──────── Material to process ────────
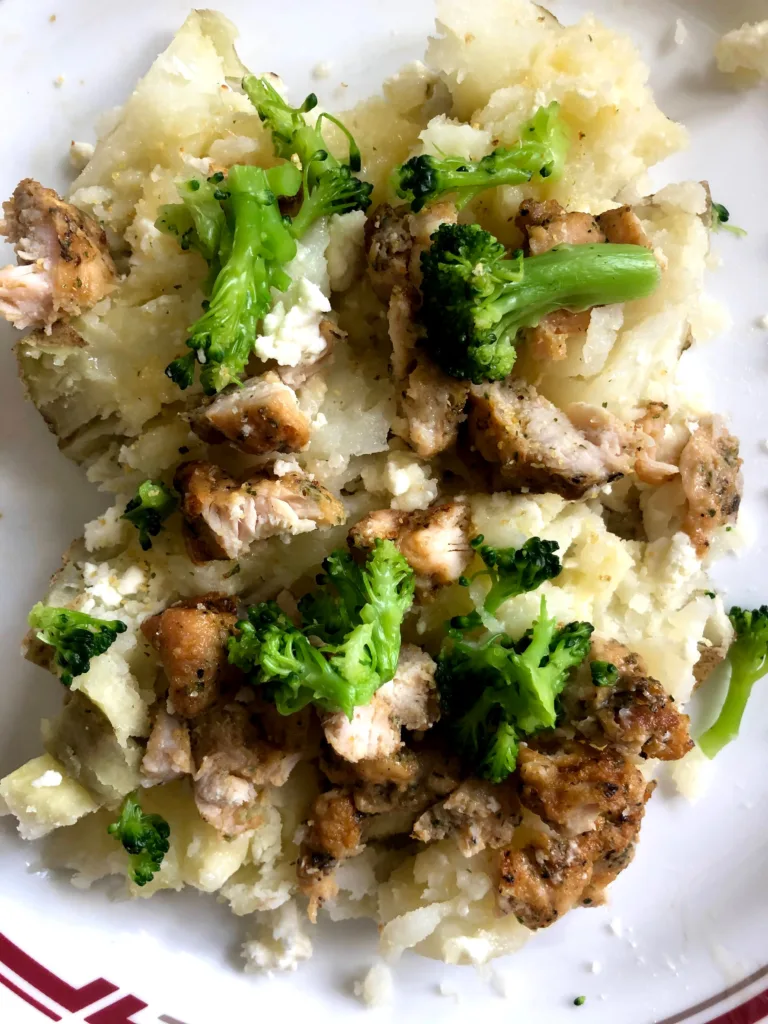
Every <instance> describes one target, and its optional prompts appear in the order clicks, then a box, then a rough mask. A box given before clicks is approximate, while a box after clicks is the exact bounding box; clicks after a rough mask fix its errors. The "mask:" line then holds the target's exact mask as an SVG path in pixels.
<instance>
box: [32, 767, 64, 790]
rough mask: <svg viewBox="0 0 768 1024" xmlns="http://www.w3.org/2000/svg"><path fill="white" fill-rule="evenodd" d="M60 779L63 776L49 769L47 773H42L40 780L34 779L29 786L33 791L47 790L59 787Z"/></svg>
mask: <svg viewBox="0 0 768 1024" xmlns="http://www.w3.org/2000/svg"><path fill="white" fill-rule="evenodd" d="M62 778H63V775H62V774H61V772H60V771H53V769H49V770H48V771H44V772H43V774H42V775H41V776H40V778H36V779H35V781H34V782H32V783H31V784H32V787H33V788H34V790H47V788H49V787H50V786H53V785H60V784H61V779H62Z"/></svg>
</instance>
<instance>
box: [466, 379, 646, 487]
mask: <svg viewBox="0 0 768 1024" xmlns="http://www.w3.org/2000/svg"><path fill="white" fill-rule="evenodd" d="M469 400H470V412H469V431H470V436H471V438H472V442H473V443H474V445H475V447H476V449H477V451H478V452H479V453H480V455H481V456H482V457H483V459H485V460H486V461H487V462H492V463H499V464H500V465H501V469H500V472H499V477H500V480H499V482H500V484H501V486H503V487H506V488H508V489H518V488H520V487H523V486H524V487H527V488H529V489H530V490H534V492H548V490H549V492H554V493H555V494H558V495H561V496H562V497H563V498H569V499H578V498H583V497H584V496H585V495H586V494H588V493H589V492H591V490H593V489H595V488H597V487H600V486H602V485H603V484H605V483H607V482H609V481H610V480H613V479H615V478H616V477H620V476H622V474H623V473H624V472H626V470H627V468H628V463H627V458H626V456H625V455H624V453H621V454H618V455H616V454H615V453H614V452H612V451H611V450H610V446H609V445H600V446H598V445H597V444H595V443H593V441H591V440H589V439H588V438H587V436H586V435H585V434H584V432H583V431H581V430H578V429H577V428H575V427H574V426H573V424H572V423H571V422H570V420H569V419H568V417H567V416H566V415H565V413H563V412H562V411H561V410H559V409H558V408H557V407H556V406H553V404H552V402H551V401H549V399H547V398H545V397H544V396H543V395H540V394H539V393H538V391H537V390H536V388H535V387H534V386H532V385H530V384H527V383H525V381H522V380H507V381H503V382H500V383H495V384H476V385H473V386H472V387H471V388H470V399H469Z"/></svg>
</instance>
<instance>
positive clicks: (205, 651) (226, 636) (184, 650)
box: [141, 594, 238, 718]
mask: <svg viewBox="0 0 768 1024" xmlns="http://www.w3.org/2000/svg"><path fill="white" fill-rule="evenodd" d="M237 621H238V615H237V605H236V603H234V601H233V600H232V599H231V598H229V597H224V596H223V595H221V594H202V595H201V596H200V597H194V598H187V599H185V600H183V601H179V602H178V603H177V604H172V605H171V606H170V607H169V608H166V609H165V611H161V612H159V613H158V614H157V615H153V616H152V617H151V618H146V620H144V622H143V623H142V624H141V632H142V633H143V635H144V636H145V637H146V639H147V640H148V641H150V643H151V644H152V645H153V647H154V648H155V650H156V651H157V652H158V654H159V655H160V662H161V665H162V666H163V670H164V672H165V674H166V677H167V678H168V696H169V700H170V703H171V706H172V708H173V710H174V712H175V713H176V714H178V715H181V716H182V717H183V718H195V716H197V715H200V714H201V712H203V711H205V710H206V708H210V706H211V705H212V703H213V701H214V700H215V699H216V697H217V696H218V694H219V690H220V684H221V680H222V677H223V676H224V675H225V674H226V672H227V670H228V664H227V657H226V641H227V639H228V637H229V634H230V632H231V630H232V628H233V627H234V624H236V622H237Z"/></svg>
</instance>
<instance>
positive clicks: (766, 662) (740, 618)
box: [698, 604, 768, 758]
mask: <svg viewBox="0 0 768 1024" xmlns="http://www.w3.org/2000/svg"><path fill="white" fill-rule="evenodd" d="M728 617H729V618H730V621H731V625H732V626H733V629H734V632H735V637H734V639H733V643H732V644H731V646H730V649H729V650H728V660H729V662H730V667H731V678H730V683H729V684H728V692H727V694H726V697H725V702H724V705H723V707H722V709H721V710H720V714H719V715H718V717H717V720H716V721H715V724H714V725H712V726H711V727H710V728H709V729H708V730H707V732H705V733H703V735H701V736H699V737H698V745H699V746H700V748H701V750H702V751H703V753H705V754H706V755H707V757H708V758H714V757H715V755H716V754H719V753H720V751H722V749H723V748H724V746H725V745H726V743H729V742H730V741H731V740H732V739H735V737H736V736H737V735H738V730H739V727H740V725H741V719H742V718H743V714H744V709H745V708H746V701H748V700H749V699H750V693H751V692H752V688H753V686H754V685H755V683H756V682H757V681H758V680H759V679H762V678H763V676H765V675H766V673H768V605H766V604H763V605H761V606H760V607H759V608H756V609H755V610H754V611H745V610H744V609H743V608H731V610H730V611H729V612H728Z"/></svg>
────────
→ Exercise requirements
Pull every line containing the string "positive" out of the data above and copy it.

→ Solution for this problem
positive clicks: (205, 651) (226, 636) (184, 650)
positive clicks: (766, 662) (740, 618)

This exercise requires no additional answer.